### Excerpt
Forgotten Players of the 2000s: New York Yankees

Forgotten Players of the 2000s: New York Yankees

by January 13, 2021 0 comments

Throughout the 2000s, the New York Yankees tried to continue the dynasty they had begun to re-build in the previous decade. They would start the new century with a championship and end the decade the same, but the seasons in between would culminate in disappointment. New York signed lots of aging veterans over market value, some of whom worked, but most didn’t. There were a few superstars you may remember. Bobby Abreu, Gary Sheffield, and Johnny Damon all played well with the team, but there’s some who wore the pinstripes for a quick and forgettable stint.

Richie Sexson (2008)

Sexson was tall for a baseball player, standing at 6-foot-7 with a lanky frame, but that didn’t stop him from having a big bat. Sexson had six seasons with 30 or more home runs (1999, 2000, 2001, 2003, 2005, 2006), including two of those with over 40. Surprisingly, in that time, he made only one All-Star appearance and never finished above 12th in MVP voting.

### Entries supplied
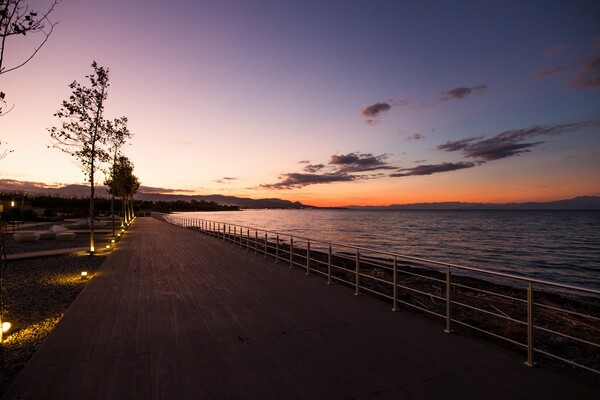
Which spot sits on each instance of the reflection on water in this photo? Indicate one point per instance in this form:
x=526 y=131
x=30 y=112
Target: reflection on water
x=561 y=246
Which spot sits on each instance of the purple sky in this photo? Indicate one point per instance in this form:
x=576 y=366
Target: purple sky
x=327 y=102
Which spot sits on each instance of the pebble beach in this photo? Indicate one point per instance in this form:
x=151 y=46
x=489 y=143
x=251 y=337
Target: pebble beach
x=36 y=293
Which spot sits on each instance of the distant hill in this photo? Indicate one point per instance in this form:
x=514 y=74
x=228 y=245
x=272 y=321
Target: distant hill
x=147 y=194
x=578 y=203
x=223 y=200
x=151 y=194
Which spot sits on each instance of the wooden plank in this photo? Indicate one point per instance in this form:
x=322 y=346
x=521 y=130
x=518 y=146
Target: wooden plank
x=176 y=314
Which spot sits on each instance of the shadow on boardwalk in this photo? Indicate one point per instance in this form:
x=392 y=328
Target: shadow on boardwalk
x=173 y=314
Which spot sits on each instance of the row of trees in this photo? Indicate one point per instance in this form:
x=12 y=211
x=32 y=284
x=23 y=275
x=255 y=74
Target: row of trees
x=83 y=132
x=93 y=140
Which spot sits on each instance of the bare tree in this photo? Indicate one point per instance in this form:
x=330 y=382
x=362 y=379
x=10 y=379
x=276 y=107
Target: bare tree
x=82 y=132
x=117 y=135
x=124 y=184
x=18 y=19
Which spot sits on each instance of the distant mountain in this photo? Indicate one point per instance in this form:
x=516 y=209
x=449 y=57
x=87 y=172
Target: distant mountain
x=148 y=194
x=223 y=200
x=578 y=203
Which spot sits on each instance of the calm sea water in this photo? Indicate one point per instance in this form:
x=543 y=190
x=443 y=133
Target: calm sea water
x=561 y=246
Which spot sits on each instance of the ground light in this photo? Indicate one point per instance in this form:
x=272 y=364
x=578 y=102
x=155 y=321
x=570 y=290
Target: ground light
x=5 y=328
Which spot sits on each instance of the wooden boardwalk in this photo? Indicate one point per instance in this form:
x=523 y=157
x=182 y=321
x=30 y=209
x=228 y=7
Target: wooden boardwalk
x=173 y=314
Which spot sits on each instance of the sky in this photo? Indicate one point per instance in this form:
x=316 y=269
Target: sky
x=330 y=103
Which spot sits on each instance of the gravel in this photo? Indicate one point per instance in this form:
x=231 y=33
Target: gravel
x=36 y=293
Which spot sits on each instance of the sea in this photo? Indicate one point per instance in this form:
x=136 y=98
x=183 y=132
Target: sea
x=559 y=246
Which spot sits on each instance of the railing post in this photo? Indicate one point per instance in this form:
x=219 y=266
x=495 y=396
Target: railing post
x=329 y=265
x=266 y=241
x=307 y=256
x=291 y=252
x=395 y=281
x=357 y=273
x=530 y=360
x=448 y=301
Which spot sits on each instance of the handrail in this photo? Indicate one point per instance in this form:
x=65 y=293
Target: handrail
x=356 y=267
x=427 y=261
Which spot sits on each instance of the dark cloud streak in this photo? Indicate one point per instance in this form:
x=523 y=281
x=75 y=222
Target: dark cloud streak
x=432 y=169
x=462 y=92
x=509 y=143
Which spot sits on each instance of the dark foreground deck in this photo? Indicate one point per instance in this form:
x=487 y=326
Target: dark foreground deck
x=173 y=314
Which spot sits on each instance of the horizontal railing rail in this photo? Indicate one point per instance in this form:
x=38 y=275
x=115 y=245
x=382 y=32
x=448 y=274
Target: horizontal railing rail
x=542 y=318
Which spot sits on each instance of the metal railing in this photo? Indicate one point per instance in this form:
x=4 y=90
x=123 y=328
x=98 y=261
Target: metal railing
x=541 y=318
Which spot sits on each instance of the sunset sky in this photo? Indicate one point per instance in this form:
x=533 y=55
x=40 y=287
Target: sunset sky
x=330 y=103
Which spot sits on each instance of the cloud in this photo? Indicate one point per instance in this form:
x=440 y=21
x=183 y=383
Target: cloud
x=510 y=143
x=27 y=186
x=313 y=168
x=432 y=169
x=340 y=168
x=400 y=103
x=416 y=136
x=358 y=162
x=588 y=74
x=159 y=190
x=462 y=92
x=226 y=179
x=557 y=50
x=373 y=111
x=298 y=180
x=548 y=72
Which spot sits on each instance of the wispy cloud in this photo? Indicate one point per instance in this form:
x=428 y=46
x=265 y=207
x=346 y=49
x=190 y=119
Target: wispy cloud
x=462 y=92
x=432 y=169
x=548 y=72
x=226 y=179
x=298 y=180
x=512 y=142
x=557 y=50
x=159 y=190
x=340 y=168
x=416 y=136
x=313 y=168
x=373 y=111
x=588 y=74
x=358 y=162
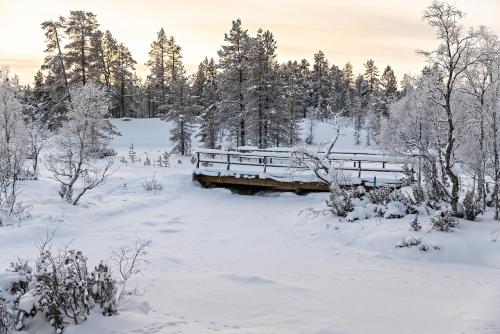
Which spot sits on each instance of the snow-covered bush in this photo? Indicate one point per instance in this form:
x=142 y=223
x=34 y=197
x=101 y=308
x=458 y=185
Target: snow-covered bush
x=130 y=259
x=408 y=242
x=80 y=143
x=132 y=155
x=61 y=288
x=103 y=289
x=340 y=202
x=380 y=195
x=357 y=213
x=6 y=317
x=415 y=225
x=444 y=222
x=395 y=210
x=152 y=184
x=164 y=159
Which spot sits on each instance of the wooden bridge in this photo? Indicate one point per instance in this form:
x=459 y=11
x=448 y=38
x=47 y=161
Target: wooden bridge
x=249 y=170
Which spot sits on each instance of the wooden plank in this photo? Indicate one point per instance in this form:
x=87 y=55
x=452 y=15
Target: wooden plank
x=260 y=184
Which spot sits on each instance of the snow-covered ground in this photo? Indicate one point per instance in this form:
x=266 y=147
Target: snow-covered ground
x=270 y=263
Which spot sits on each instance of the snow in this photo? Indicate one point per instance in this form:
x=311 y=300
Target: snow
x=271 y=263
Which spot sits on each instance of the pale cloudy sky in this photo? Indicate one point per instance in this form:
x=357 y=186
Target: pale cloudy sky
x=389 y=31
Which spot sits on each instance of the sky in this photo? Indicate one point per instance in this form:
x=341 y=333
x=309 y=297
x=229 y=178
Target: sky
x=388 y=31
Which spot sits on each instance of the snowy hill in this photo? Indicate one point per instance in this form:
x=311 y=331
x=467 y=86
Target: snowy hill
x=271 y=263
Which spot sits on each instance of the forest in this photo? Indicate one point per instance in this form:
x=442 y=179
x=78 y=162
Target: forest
x=92 y=156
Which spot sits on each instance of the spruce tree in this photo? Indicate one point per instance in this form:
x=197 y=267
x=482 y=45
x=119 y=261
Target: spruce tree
x=157 y=65
x=235 y=76
x=81 y=58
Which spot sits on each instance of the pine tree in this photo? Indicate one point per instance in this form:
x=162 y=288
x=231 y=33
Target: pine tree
x=55 y=86
x=294 y=99
x=320 y=86
x=371 y=76
x=389 y=86
x=157 y=65
x=81 y=58
x=235 y=75
x=124 y=80
x=179 y=110
x=205 y=90
x=262 y=90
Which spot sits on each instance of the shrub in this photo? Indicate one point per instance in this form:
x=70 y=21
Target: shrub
x=408 y=242
x=380 y=195
x=62 y=289
x=444 y=222
x=152 y=184
x=131 y=153
x=5 y=317
x=340 y=202
x=415 y=225
x=103 y=289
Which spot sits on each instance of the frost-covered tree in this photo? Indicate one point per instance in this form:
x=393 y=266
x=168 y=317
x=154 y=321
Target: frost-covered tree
x=80 y=144
x=389 y=91
x=157 y=65
x=321 y=88
x=54 y=90
x=450 y=60
x=81 y=56
x=206 y=94
x=262 y=93
x=13 y=146
x=180 y=110
x=293 y=95
x=234 y=81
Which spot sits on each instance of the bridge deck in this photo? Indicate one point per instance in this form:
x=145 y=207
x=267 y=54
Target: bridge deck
x=251 y=171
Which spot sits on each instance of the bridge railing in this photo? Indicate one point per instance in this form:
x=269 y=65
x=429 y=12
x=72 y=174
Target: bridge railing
x=265 y=159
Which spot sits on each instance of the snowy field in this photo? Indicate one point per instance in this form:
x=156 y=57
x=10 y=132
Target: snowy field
x=265 y=264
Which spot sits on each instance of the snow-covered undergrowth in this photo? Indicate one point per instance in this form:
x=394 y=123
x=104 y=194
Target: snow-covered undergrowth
x=270 y=263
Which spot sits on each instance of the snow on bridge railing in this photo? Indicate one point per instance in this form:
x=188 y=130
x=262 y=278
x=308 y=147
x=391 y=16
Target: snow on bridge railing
x=282 y=159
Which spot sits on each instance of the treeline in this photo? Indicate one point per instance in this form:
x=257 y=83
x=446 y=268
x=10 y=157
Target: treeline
x=245 y=96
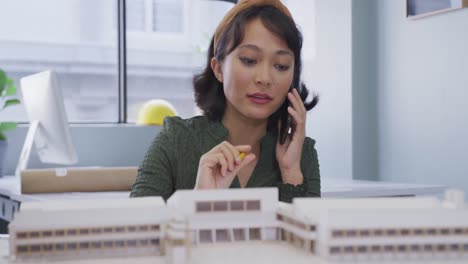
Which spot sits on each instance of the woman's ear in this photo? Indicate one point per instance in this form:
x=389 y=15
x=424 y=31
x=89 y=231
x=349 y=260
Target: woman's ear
x=216 y=67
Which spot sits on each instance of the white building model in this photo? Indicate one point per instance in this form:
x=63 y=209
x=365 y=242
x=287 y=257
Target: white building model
x=327 y=229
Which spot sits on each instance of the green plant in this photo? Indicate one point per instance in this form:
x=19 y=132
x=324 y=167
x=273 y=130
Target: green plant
x=7 y=93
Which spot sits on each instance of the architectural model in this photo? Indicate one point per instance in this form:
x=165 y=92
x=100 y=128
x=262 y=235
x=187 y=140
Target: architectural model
x=329 y=229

### Work order A
Translate this sentence from the Yankees article into Spanish: "Sexson was tall for a baseball player, standing at 6-foot-7 with a lanky frame, but that didn't stop him from having a big bat."
### Work order B
Rewrite the stretch of the Yankees article from "by January 13, 2021" through "Richie Sexson (2008)", substituting "free agents" for "veterans".

### Solution A
Sexson era alto para un jugador de béisbol, con una estatura de 6 pies y 7 pulgadas y una complexión larguirucha, pero eso no le impidió tener un gran bate.

### Solution B
by January 13, 2021 0 comments

Throughout the 2000s, the New York Yankees tried to continue the dynasty they had begun to re-build in the previous decade. They would start the new century with a championship and end the decade the same, but the seasons in between would culminate in disappointment. New York signed lots of aging free agents over market value, some of whom worked, but most didn’t. There were a few superstars you may remember. Bobby Abreu, Gary Sheffield, and Johnny Damon all played well with the team, but there’s some who wore the pinstripes for a quick and forgettable stint.

Richie Sexson (2008)